Extract to read:
----
Furthermore, if your case has been neglected or has not reported to you until tetanus symptoms are already developing, try your Hypericum. It is too late now for your antitetanus serum to do any good. I knew of one such case, not my own, that was given one hundred thousand units of the antitetanus serum and yet the woman died quite promptly. Hypericum is your one big hope. Give it a trial.

What has been said about Hypericum in accidents applies with equal force following surgical operations. You can scarcely perform a major surgical operation without cutting or injuring some nerves. The Hypericum patient will complain bitterly of pain. He will be nervous and fidgety, many times failing to be relieved even by morphine. In all such cases use Hypericum.

The 30x and the 200x are the potencies I employ most frequently, although at times I get very satisfactory results with the 1,000x and the 10,000x. In cases where a wound gapes and refuses to heal, or where an old cicatrix is injured or strained, and sharp pains ensue, against think of Hypericum. If the strain or hurt is very chronic, Calcarea carb. may be your remedy; while in injuries from passing gravel or introducing a sound, Staphisagria is your best remedy.
----
[Items listed in a dataset]

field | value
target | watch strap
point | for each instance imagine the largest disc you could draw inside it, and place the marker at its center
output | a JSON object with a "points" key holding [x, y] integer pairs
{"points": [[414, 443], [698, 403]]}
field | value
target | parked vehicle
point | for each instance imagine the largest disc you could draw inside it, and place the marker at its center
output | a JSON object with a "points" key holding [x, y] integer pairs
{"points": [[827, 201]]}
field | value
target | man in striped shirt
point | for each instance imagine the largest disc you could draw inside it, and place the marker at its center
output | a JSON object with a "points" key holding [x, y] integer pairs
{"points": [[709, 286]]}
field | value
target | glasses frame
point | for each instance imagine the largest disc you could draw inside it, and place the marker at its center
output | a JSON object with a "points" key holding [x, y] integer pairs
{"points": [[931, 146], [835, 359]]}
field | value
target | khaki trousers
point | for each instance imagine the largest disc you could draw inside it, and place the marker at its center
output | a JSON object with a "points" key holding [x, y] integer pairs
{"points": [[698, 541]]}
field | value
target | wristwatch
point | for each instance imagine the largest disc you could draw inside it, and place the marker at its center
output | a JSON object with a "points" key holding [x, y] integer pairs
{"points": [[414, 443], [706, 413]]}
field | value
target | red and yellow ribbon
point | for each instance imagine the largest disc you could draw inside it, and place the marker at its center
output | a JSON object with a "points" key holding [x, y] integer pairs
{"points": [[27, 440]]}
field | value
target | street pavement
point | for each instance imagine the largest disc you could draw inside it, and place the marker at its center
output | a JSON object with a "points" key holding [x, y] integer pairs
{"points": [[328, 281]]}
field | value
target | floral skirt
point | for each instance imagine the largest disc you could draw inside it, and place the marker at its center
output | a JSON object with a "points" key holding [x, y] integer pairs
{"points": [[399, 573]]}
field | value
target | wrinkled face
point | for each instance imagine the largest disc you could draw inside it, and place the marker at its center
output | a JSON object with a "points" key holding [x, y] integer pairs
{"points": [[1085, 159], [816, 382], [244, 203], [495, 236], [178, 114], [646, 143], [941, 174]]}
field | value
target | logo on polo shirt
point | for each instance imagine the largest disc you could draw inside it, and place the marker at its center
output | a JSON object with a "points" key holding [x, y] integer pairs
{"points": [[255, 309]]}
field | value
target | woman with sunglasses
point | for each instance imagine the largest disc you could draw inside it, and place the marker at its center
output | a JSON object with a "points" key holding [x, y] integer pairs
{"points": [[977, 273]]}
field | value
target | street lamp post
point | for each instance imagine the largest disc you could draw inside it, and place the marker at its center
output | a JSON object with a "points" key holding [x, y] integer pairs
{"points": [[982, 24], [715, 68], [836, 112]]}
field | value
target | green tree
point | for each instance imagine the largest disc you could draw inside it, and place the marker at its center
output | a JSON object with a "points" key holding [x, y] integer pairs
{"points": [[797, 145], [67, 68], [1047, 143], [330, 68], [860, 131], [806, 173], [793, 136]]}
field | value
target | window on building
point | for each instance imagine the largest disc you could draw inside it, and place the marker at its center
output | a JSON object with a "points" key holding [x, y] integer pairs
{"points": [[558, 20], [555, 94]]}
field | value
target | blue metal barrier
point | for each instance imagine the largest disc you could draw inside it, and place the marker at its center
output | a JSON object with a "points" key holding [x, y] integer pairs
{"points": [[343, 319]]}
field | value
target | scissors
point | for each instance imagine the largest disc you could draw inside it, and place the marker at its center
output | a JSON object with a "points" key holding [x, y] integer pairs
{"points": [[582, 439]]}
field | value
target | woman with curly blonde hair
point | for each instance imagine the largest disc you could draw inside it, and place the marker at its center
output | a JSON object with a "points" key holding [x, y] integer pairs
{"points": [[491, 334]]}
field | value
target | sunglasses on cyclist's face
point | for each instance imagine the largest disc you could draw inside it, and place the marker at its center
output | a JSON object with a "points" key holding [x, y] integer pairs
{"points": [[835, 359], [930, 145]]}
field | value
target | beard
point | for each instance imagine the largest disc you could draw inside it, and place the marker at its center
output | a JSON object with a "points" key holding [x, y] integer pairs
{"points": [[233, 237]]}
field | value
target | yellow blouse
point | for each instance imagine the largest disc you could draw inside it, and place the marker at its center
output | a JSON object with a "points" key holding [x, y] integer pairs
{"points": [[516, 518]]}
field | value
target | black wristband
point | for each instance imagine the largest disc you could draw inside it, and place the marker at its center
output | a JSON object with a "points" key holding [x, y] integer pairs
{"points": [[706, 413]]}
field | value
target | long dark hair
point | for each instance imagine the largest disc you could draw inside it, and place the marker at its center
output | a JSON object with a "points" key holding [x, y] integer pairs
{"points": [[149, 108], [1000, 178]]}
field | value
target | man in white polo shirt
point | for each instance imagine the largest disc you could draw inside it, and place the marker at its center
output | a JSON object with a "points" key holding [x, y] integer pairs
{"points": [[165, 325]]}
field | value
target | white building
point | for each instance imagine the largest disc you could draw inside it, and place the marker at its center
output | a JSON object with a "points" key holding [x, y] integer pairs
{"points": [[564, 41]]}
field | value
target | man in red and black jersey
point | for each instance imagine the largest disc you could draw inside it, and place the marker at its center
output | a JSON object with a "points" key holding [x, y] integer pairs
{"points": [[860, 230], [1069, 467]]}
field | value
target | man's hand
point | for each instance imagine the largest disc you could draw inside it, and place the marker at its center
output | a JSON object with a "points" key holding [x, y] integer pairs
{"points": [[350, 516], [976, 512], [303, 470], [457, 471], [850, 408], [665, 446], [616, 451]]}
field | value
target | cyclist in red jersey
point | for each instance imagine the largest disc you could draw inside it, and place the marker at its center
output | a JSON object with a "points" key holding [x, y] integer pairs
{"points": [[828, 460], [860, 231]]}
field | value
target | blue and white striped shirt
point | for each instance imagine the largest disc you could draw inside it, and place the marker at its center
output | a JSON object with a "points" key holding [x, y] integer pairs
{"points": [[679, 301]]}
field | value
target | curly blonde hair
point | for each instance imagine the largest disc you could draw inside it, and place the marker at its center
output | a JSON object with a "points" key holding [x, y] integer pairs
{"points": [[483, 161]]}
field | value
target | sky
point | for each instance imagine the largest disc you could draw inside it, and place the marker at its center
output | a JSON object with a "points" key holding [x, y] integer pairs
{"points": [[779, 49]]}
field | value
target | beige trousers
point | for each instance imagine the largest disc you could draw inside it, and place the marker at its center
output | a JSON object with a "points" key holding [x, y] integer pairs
----
Task instructions:
Write out the entire passage about Hypericum again, word for word.

Response area:
Furthermore, if your case has been neglected or has not reported to you until tetanus symptoms are already developing, try your Hypericum. It is too late now for your antitetanus serum to do any good. I knew of one such case, not my own, that was given one hundred thousand units of the antitetanus serum and yet the woman died quite promptly. Hypericum is your one big hope. Give it a trial.

What has been said about Hypericum in accidents applies with equal force following surgical operations. You can scarcely perform a major surgical operation without cutting or injuring some nerves. The Hypericum patient will complain bitterly of pain. He will be nervous and fidgety, many times failing to be relieved even by morphine. In all such cases use Hypericum.

The 30x and the 200x are the potencies I employ most frequently, although at times I get very satisfactory results with the 1,000x and the 10,000x. In cases where a wound gapes and refuses to heal, or where an old cicatrix is injured or strained, and sharp pains ensue, against think of Hypericum. If the strain or hurt is very chronic, Calcarea carb. may be your remedy; while in injuries from passing gravel or introducing a sound, Staphisagria is your best remedy.